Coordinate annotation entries
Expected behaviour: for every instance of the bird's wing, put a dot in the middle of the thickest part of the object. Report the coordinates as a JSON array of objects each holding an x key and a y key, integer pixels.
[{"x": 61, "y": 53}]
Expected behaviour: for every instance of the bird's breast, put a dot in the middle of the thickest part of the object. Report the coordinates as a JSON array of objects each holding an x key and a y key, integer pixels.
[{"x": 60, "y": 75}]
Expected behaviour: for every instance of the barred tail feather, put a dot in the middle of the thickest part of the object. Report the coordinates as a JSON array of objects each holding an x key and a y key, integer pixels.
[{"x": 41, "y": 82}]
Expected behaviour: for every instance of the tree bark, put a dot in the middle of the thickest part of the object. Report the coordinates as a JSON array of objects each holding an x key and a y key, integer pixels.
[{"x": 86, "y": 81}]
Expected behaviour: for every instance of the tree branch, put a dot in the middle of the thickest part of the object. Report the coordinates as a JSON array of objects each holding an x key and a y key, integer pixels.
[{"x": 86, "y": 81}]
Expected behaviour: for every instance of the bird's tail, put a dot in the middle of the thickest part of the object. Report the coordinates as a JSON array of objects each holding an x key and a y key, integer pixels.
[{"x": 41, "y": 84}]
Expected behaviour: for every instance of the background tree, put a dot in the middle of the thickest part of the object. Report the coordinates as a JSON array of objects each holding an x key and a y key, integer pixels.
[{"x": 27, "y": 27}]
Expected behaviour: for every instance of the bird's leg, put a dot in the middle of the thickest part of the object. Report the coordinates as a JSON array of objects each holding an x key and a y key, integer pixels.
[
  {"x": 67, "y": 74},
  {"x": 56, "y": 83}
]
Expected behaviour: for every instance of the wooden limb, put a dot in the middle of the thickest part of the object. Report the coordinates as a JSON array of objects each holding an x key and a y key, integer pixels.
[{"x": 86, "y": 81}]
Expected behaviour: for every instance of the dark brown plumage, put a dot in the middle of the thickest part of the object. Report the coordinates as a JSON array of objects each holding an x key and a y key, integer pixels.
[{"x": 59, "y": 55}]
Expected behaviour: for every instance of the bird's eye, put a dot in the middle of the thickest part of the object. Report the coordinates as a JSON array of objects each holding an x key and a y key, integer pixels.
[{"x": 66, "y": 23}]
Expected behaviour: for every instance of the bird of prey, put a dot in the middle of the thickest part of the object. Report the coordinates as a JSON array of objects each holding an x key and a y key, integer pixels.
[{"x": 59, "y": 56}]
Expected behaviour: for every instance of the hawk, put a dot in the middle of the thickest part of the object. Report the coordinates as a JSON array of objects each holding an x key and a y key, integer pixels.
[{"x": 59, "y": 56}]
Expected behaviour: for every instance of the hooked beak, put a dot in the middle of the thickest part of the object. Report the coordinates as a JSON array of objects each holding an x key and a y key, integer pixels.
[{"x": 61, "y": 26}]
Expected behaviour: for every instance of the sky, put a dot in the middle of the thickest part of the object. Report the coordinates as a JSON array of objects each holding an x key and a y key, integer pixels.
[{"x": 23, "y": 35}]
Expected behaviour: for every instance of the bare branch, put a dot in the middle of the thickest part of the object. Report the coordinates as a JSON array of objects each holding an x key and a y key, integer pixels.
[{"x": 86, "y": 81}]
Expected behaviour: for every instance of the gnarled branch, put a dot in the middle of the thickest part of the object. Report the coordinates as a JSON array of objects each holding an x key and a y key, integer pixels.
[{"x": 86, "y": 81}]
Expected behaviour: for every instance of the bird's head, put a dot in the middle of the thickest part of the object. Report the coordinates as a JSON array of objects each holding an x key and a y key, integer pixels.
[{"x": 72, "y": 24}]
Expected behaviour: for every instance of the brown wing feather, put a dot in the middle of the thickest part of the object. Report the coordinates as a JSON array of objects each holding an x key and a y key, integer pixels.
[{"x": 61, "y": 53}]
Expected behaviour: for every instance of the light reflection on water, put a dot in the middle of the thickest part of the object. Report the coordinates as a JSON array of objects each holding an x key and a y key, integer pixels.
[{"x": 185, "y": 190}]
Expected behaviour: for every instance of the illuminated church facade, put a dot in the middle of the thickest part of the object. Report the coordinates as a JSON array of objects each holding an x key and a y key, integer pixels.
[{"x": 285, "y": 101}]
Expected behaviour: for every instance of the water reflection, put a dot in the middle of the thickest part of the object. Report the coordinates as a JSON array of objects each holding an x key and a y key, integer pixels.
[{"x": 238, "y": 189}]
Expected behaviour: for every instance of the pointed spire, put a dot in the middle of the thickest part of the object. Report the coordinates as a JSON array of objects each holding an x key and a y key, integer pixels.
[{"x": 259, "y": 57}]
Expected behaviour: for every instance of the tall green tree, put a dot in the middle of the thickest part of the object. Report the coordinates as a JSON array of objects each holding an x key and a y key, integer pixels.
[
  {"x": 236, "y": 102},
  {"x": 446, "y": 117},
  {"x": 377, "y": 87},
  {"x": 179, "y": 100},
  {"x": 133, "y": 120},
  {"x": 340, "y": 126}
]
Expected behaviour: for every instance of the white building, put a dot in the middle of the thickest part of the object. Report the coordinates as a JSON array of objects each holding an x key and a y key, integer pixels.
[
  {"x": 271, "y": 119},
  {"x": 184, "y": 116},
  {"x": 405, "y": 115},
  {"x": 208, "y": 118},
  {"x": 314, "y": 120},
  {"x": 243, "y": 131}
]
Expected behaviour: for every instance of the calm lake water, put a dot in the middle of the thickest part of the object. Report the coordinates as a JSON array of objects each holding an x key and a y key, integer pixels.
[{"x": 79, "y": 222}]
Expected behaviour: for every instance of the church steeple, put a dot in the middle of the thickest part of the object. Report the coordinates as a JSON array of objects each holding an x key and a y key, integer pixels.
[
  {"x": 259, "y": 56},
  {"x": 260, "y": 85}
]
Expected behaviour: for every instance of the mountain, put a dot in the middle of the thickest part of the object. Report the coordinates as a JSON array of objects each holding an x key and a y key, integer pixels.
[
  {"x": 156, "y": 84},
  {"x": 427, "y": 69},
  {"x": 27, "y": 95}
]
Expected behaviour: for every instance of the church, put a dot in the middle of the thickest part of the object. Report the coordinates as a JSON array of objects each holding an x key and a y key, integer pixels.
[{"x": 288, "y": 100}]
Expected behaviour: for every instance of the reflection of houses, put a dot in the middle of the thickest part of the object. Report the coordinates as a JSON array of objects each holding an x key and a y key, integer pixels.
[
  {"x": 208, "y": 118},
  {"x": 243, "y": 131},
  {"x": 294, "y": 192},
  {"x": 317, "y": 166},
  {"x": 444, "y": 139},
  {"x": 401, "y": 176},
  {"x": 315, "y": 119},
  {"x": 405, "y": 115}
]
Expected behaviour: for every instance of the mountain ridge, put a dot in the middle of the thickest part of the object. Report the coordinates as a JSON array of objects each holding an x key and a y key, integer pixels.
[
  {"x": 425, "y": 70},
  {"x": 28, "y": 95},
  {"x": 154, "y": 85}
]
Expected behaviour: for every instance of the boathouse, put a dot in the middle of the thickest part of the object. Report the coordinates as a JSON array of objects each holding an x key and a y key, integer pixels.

Exercise directions> From the line holding "Expected behaviour: for every instance of the church, put" through the last line above, reproduce each line exactly and add nothing.

Answer>
Expected behaviour: for every instance of the church, put a dot in the middle of the thickest part of the object. Report the coordinates as a JSON array of objects each holding an x key and a y key, integer pixels.
[{"x": 288, "y": 100}]
Expected behaviour: for every instance of the reflection of houses, put a dot in the middle of the thickest part of the object. Report the coordinates as a JSON array of objects each holding an x key and a y key, integer pixels.
[
  {"x": 208, "y": 118},
  {"x": 243, "y": 131},
  {"x": 294, "y": 192},
  {"x": 317, "y": 166},
  {"x": 444, "y": 139},
  {"x": 401, "y": 176},
  {"x": 315, "y": 119},
  {"x": 405, "y": 115}
]
Expected behaviour: for every instance of the mountain ridge, put a dot in the middle of the thickest part of the object. Report the coordinates as a JSON array of objects each holding an x key and a y key, integer pixels.
[
  {"x": 425, "y": 70},
  {"x": 28, "y": 95},
  {"x": 154, "y": 85}
]
Expected behaviour: for every instance of the boathouse, put a dot in the middle of the thickest part of the object. Report the coordinates as a JSON array of objects each holding an x key and a y key, integer pixels.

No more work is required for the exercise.